>>
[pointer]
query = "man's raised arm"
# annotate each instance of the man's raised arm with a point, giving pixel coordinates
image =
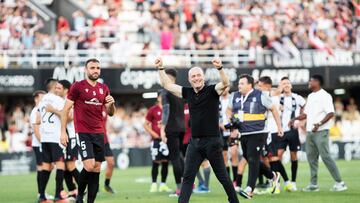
(64, 118)
(224, 79)
(165, 80)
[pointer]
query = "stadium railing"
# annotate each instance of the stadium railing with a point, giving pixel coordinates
(124, 57)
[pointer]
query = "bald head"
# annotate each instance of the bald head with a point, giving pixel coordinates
(196, 78)
(195, 70)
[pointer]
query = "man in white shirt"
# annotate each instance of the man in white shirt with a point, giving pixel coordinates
(35, 141)
(319, 111)
(291, 105)
(50, 130)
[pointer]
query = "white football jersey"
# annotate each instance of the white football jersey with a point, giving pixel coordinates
(271, 124)
(34, 141)
(50, 127)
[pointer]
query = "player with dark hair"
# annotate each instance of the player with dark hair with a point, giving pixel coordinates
(205, 143)
(89, 99)
(159, 149)
(173, 129)
(291, 106)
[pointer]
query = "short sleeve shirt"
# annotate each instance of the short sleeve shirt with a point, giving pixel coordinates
(89, 104)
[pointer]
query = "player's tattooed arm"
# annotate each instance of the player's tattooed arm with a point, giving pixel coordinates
(110, 105)
(64, 119)
(225, 82)
(165, 80)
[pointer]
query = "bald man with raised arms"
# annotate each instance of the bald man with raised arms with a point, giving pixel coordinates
(203, 101)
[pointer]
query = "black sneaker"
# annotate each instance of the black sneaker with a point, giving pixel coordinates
(244, 194)
(108, 189)
(79, 199)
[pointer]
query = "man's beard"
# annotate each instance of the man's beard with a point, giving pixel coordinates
(93, 78)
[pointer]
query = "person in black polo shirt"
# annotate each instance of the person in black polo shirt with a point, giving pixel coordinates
(203, 101)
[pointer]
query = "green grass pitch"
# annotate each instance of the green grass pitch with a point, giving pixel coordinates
(133, 184)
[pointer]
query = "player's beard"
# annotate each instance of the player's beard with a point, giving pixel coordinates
(93, 78)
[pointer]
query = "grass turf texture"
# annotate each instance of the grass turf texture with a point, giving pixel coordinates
(132, 186)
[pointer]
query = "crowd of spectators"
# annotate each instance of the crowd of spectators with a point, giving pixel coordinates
(285, 26)
(125, 128)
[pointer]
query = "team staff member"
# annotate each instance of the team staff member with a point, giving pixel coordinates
(50, 140)
(318, 112)
(270, 156)
(173, 129)
(71, 152)
(88, 98)
(158, 148)
(203, 101)
(250, 106)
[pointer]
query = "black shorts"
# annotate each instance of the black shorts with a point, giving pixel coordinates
(92, 146)
(290, 138)
(158, 151)
(38, 155)
(108, 151)
(52, 152)
(72, 150)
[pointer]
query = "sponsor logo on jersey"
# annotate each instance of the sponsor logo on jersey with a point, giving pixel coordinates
(94, 101)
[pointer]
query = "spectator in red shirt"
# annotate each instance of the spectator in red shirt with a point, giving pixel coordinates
(159, 150)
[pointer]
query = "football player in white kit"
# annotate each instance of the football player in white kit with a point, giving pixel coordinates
(71, 153)
(35, 133)
(50, 130)
(291, 106)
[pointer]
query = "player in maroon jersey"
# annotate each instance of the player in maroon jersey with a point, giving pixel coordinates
(89, 98)
(159, 150)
<<
• Assignment:
Could you restate the entries word for word, skipping any pictures?

• Exercise result:
[pointer]
query = "man's raised arm"
# annotate each instance of the man's raised arm with a point, giving pixel coordinates
image =
(64, 118)
(224, 79)
(165, 80)
[pointer]
query = "stadium railing"
# annotate each instance of the stadium railing with a point, giving pixel coordinates
(124, 57)
[pointer]
query = "bald head"
# annotate each instance of the bald head with a point, giving pixel coordinates
(196, 78)
(195, 70)
[pointer]
query = "man in white shirt"
# annotate each instance of the man in white shirt with a point, giving pixel coordinates
(35, 141)
(319, 111)
(291, 105)
(50, 130)
[pointer]
query = "white football jersey"
# annotate each instance of the white football jersey with a point, giving pixel coordinates
(271, 124)
(34, 141)
(50, 127)
[pointer]
query = "player with dark hair"
# annotate each instance of the player with dark hair with a point, giving pixel coordinates
(205, 143)
(89, 99)
(159, 149)
(173, 129)
(291, 106)
[pointer]
query = "short sleeve shirt"
# annotate each instance of the short sleeve shirt with a point, giving pixel coordinates
(89, 104)
[pointer]
query = "player's tattooed arm"
# annotate each instance of the player's tattooed arm with a point, giving pixel coordinates
(110, 105)
(64, 119)
(225, 82)
(165, 80)
[pointer]
query = "bald man with raised arms"
# annotate each instance of the bald man with raised arms with a point, giving pixel coordinates
(203, 101)
[pointer]
query = "black sneaker"
# annotate each instance of the black sneaker with a point, giving pixel coordinates
(244, 194)
(108, 189)
(79, 199)
[pointer]
query = "man's beard"
# annotate each instance of the man's beard with a point, giving pixel coordinates
(93, 78)
[pointer]
query = "person in black polo shirt"
# annotate each instance of the person in black polo shirt with a point, giving pixel coordinates
(203, 101)
[pointer]
query = "green grass pitch"
# annotate each instance of the green grass pitch with a point, giving pixel coordinates
(133, 184)
[pointer]
query = "player's beard"
# annotate each instance of the player's beard with a point, giving pixel coordinates
(93, 78)
[pointer]
query = "grass turf texture"
# annotate each instance of the grass turf texture with a point, giving pixel coordinates
(132, 186)
[pointer]
query = "crowd of spectators"
# annotate each instance of the crowd of spectators with a point, giving pixel coordinates
(285, 26)
(125, 128)
[pointer]
query = "team staff member"
# annotate each instance of the team staff member with a point, giving pixel coordinates
(50, 140)
(318, 112)
(270, 156)
(173, 129)
(71, 152)
(88, 98)
(158, 148)
(203, 101)
(250, 106)
[pointer]
query = "black shorts"
# annotate each instance of the black shorts with a point, giving pixel coordinates
(92, 146)
(290, 138)
(158, 151)
(38, 155)
(108, 151)
(52, 152)
(72, 150)
[pointer]
query = "sponsor logo on jersey"
# annotate each instance of the sponsor logo on jersey with a point, giving pixel coordinates
(94, 101)
[pointer]
query = "spectator in red shirt"
# annotate each instance of the spectator in red shirt with a point, giving pixel coordinates
(159, 150)
[pointer]
query = "football player in white kit"
# annotate each instance of the football player in white kit with a point, giving pixel coordinates
(71, 153)
(35, 133)
(50, 130)
(291, 106)
[pointer]
query = "player in maroon jersey"
# annotate each instance of the player in maroon jersey with a point, giving pixel coordinates
(89, 98)
(159, 150)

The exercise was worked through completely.